-------- SUPPLIED DATA --------

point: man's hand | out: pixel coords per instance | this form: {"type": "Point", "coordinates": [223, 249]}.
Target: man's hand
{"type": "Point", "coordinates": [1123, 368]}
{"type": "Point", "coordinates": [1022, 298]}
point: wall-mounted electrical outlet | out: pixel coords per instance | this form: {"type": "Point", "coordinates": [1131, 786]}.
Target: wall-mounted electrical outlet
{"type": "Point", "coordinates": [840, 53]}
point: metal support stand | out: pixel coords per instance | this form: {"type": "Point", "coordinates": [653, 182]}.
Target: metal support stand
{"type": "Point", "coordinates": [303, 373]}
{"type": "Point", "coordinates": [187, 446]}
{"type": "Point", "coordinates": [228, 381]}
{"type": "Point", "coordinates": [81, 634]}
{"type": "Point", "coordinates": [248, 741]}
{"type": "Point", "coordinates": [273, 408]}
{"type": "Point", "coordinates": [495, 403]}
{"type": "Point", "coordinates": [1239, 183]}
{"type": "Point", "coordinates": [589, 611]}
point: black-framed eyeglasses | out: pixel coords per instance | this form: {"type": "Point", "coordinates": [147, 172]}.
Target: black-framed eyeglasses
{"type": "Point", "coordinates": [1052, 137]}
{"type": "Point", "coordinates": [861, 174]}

--------

◆ WHAT NEEDS TO BE DONE
Every line from the data above that contains "form" must appear in the answer.

◆ RESULT OF THIS TASK
point: man's hand | out: pixel coords per instance | this form: {"type": "Point", "coordinates": [223, 249]}.
point: wall-mounted electrical outlet | out: pixel coords per instance | this form: {"type": "Point", "coordinates": [1131, 786]}.
point: metal support stand | out: pixel coords per instance | this form: {"type": "Point", "coordinates": [653, 182]}.
point: black-framed eyeglasses | out: pixel coords per instance | this form: {"type": "Point", "coordinates": [147, 172]}.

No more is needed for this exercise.